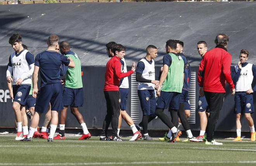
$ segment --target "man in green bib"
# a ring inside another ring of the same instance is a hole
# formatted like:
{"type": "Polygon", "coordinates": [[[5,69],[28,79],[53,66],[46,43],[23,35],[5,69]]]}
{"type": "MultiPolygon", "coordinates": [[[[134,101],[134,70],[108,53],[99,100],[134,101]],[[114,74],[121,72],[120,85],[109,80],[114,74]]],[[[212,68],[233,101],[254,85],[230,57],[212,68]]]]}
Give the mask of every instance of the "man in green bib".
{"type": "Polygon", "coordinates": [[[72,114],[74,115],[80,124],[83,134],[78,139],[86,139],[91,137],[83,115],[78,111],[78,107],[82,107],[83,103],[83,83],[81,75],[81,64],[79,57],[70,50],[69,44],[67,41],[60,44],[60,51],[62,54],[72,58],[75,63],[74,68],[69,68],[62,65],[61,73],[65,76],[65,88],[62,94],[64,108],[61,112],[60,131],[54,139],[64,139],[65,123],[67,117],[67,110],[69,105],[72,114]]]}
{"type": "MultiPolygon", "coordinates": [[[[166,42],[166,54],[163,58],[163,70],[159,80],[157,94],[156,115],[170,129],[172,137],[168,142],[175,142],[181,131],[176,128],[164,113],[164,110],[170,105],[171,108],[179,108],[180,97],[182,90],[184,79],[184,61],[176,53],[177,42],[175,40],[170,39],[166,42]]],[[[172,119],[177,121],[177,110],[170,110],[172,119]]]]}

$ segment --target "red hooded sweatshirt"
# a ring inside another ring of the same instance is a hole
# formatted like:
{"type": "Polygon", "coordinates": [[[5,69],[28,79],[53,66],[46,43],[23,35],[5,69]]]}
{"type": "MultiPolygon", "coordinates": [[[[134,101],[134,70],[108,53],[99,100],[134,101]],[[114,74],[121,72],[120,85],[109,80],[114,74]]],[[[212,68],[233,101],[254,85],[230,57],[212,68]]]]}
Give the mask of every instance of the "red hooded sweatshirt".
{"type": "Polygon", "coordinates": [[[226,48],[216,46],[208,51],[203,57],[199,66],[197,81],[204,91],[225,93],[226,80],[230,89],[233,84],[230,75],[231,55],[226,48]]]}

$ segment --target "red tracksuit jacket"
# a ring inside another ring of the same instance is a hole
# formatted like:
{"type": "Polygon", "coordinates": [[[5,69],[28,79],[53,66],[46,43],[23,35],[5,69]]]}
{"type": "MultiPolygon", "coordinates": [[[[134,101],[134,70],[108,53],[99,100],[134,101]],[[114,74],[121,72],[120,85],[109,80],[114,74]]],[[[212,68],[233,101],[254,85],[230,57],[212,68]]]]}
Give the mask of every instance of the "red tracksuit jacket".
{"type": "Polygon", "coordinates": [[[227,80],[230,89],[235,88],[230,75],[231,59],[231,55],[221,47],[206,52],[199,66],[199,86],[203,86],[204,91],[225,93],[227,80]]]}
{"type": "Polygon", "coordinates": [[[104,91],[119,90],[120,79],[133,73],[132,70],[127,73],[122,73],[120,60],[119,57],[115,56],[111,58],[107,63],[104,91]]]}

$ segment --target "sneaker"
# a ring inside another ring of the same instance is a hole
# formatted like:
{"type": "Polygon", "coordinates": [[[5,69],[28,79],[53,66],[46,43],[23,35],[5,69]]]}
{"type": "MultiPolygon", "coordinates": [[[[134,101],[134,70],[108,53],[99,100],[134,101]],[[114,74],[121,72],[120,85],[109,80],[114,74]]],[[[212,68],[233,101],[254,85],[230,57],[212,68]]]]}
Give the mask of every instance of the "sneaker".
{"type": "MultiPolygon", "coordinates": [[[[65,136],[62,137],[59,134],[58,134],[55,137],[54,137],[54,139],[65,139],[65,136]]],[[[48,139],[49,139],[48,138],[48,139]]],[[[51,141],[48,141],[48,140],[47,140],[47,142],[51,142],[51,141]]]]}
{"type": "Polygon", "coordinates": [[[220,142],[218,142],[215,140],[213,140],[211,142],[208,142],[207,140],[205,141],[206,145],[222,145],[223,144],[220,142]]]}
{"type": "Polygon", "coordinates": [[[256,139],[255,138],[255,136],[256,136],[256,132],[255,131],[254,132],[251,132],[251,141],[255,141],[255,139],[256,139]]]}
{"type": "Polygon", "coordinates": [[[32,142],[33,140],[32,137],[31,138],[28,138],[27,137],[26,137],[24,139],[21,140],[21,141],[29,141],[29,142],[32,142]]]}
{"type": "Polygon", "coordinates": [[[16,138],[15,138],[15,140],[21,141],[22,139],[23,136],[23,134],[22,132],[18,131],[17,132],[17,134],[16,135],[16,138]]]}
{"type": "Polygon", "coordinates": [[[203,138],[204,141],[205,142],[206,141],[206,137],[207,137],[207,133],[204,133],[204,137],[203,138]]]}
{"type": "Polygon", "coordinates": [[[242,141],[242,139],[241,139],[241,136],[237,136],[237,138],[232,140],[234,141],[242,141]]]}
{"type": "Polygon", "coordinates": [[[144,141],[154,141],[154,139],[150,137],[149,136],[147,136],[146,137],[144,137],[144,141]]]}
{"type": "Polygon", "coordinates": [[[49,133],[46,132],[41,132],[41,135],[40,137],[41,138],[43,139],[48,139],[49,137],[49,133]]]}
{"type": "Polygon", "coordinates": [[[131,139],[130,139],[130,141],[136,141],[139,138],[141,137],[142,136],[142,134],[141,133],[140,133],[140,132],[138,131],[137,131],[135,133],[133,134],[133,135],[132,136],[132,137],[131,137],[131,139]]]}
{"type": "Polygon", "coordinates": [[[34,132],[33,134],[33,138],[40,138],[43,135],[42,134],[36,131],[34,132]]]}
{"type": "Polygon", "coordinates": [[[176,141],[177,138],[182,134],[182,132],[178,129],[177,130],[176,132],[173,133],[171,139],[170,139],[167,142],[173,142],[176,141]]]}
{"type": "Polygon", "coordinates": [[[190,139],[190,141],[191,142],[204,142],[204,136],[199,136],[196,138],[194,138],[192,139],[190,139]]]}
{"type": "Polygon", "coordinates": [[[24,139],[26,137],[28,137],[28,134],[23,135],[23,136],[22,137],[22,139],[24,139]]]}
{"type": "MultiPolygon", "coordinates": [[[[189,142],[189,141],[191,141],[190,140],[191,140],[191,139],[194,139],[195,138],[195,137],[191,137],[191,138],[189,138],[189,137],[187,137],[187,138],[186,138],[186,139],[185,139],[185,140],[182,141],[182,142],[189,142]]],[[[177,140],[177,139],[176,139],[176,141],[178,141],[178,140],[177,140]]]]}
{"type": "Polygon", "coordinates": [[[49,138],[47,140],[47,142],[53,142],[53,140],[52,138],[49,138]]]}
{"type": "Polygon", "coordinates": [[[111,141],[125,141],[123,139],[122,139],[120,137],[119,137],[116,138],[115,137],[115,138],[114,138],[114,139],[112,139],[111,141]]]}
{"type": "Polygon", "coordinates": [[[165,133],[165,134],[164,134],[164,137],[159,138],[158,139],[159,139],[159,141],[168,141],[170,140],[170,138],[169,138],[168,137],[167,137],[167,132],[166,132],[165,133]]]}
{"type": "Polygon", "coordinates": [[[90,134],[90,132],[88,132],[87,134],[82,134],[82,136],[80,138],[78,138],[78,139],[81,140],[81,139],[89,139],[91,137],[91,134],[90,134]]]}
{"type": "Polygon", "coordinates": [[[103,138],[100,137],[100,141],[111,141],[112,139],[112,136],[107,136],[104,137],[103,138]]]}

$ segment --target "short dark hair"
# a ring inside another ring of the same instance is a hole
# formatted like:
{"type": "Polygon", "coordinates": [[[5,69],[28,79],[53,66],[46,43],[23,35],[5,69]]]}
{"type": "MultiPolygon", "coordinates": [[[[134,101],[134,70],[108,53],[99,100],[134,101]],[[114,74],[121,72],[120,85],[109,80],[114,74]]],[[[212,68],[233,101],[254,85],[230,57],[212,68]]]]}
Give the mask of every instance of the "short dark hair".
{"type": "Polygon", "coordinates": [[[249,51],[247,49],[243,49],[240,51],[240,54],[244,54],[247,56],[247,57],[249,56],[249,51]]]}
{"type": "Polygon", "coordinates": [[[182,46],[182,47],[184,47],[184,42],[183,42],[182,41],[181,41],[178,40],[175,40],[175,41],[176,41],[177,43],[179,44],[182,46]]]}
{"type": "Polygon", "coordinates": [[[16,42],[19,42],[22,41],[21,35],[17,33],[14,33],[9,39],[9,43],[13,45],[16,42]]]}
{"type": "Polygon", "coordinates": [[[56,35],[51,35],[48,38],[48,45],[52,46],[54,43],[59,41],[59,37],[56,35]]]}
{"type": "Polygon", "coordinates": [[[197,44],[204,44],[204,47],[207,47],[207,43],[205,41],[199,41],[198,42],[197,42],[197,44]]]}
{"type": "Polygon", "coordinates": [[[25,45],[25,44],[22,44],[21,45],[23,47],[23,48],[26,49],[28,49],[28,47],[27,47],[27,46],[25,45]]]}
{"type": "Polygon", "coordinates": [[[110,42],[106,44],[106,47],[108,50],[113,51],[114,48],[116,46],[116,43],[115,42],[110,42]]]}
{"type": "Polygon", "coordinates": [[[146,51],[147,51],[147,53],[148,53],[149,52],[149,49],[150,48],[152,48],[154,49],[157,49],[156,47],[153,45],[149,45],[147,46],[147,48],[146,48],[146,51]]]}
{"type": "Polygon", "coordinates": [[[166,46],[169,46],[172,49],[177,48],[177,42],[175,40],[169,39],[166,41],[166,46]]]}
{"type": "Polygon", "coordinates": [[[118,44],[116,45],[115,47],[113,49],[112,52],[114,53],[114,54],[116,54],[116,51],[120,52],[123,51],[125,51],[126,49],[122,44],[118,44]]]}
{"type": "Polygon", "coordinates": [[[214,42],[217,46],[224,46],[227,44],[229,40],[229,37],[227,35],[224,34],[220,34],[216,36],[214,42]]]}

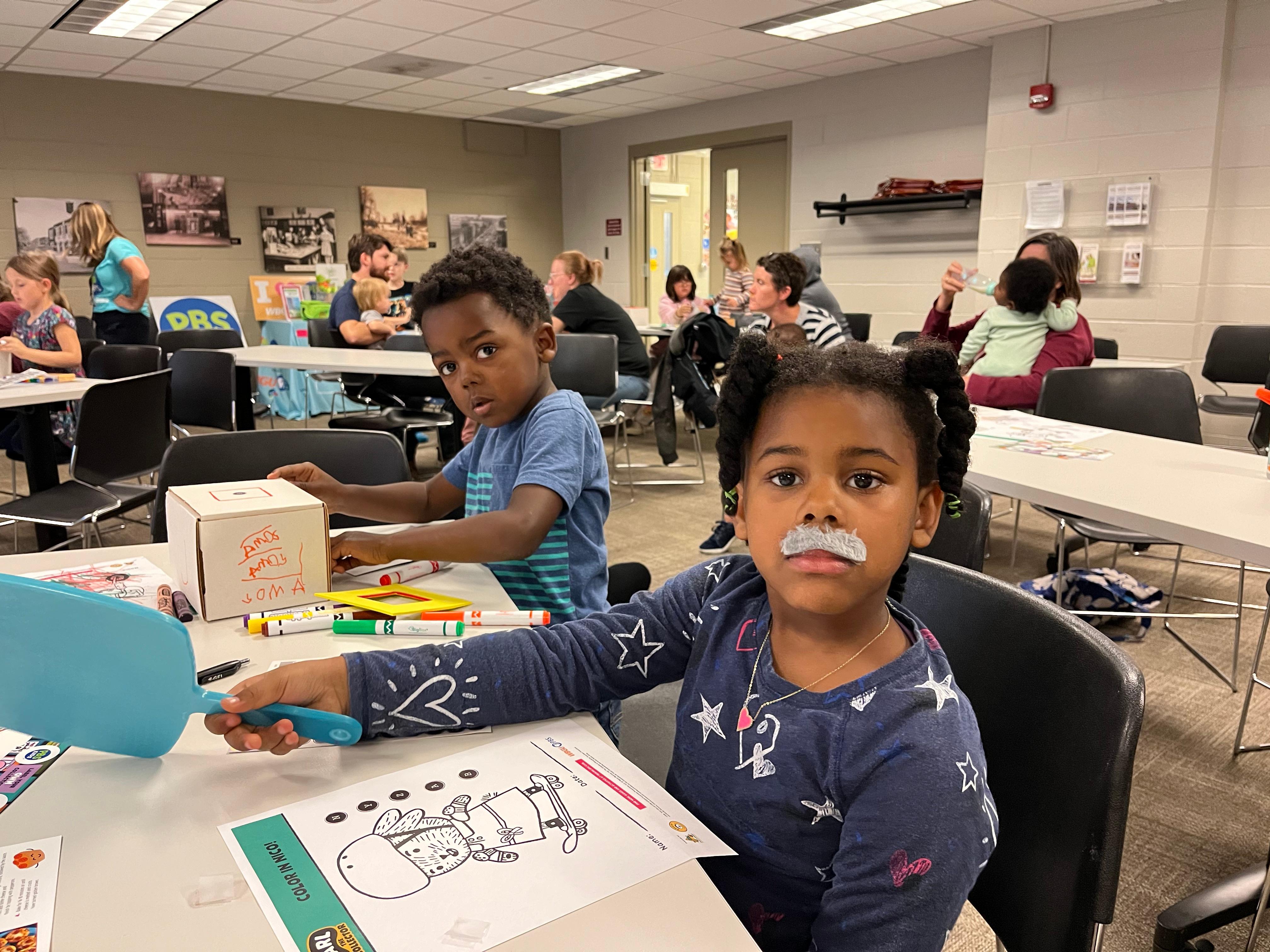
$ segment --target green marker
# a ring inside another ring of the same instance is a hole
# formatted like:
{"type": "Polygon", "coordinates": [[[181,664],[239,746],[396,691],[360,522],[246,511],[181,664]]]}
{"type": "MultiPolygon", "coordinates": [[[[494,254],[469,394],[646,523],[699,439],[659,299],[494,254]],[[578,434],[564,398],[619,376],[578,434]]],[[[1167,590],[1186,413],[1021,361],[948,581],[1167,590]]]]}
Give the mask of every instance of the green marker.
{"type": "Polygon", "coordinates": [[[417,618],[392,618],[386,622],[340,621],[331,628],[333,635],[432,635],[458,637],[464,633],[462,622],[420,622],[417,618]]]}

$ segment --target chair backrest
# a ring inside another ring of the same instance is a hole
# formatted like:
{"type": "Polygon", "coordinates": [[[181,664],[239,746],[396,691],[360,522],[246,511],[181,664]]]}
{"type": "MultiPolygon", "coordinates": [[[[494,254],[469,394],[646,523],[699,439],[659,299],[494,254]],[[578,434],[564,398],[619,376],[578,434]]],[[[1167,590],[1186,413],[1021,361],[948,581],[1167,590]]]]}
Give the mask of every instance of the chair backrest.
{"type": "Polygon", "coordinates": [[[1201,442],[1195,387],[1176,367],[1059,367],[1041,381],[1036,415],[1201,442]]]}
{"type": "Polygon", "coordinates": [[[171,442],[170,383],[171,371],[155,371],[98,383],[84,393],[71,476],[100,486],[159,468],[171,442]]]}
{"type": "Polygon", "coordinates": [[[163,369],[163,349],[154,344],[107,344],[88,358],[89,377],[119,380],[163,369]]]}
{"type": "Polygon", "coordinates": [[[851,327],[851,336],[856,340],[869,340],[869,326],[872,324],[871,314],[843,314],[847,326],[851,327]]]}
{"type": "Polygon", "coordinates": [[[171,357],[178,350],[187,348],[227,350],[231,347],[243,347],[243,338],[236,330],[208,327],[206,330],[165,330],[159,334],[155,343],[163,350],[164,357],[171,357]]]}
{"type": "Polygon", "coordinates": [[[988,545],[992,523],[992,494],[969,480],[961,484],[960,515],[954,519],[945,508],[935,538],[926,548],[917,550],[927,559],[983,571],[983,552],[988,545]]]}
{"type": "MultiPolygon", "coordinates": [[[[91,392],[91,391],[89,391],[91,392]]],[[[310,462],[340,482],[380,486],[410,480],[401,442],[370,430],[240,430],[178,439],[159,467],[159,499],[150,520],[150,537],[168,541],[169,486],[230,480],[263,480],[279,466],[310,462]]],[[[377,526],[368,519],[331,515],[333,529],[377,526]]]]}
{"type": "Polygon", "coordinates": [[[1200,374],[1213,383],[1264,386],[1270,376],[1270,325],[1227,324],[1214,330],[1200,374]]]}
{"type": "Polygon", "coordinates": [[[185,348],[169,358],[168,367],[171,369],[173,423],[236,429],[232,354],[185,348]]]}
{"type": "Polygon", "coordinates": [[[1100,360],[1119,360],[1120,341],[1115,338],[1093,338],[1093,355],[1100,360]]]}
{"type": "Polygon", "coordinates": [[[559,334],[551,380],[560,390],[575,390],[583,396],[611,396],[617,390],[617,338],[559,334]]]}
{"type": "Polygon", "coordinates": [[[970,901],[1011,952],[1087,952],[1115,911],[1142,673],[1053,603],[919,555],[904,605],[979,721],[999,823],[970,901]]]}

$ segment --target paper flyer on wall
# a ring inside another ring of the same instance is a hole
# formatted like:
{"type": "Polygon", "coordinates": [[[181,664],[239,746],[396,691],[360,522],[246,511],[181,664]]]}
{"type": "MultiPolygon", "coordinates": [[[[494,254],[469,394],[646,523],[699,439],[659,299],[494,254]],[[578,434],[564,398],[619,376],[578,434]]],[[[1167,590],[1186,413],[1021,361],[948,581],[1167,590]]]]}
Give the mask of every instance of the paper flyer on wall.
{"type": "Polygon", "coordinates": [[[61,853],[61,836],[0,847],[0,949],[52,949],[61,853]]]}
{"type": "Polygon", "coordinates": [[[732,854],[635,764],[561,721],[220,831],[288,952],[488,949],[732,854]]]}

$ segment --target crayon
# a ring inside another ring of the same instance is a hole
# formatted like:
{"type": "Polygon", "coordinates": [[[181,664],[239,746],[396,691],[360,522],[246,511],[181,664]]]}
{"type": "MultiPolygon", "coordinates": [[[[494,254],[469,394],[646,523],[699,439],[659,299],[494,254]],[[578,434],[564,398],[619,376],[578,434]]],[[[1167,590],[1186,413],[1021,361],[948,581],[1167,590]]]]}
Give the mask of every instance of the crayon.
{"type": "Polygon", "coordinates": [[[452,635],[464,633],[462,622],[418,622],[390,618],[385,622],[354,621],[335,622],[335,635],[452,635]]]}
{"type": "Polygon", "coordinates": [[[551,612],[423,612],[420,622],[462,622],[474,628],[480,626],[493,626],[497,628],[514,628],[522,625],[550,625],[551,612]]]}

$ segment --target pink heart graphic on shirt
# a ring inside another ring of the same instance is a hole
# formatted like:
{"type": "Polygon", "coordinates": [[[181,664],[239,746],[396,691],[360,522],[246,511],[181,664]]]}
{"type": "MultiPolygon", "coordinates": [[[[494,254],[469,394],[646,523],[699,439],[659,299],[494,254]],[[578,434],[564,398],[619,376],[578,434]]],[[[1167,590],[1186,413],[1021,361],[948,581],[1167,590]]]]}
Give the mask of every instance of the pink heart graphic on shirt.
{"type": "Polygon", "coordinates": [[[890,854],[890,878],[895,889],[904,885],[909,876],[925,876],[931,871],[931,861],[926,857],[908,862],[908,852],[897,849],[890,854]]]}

* * * *

Stated task ::
Report how many lines in the records above contain the string "pink", and give only the number.

Response to the exercise ::
2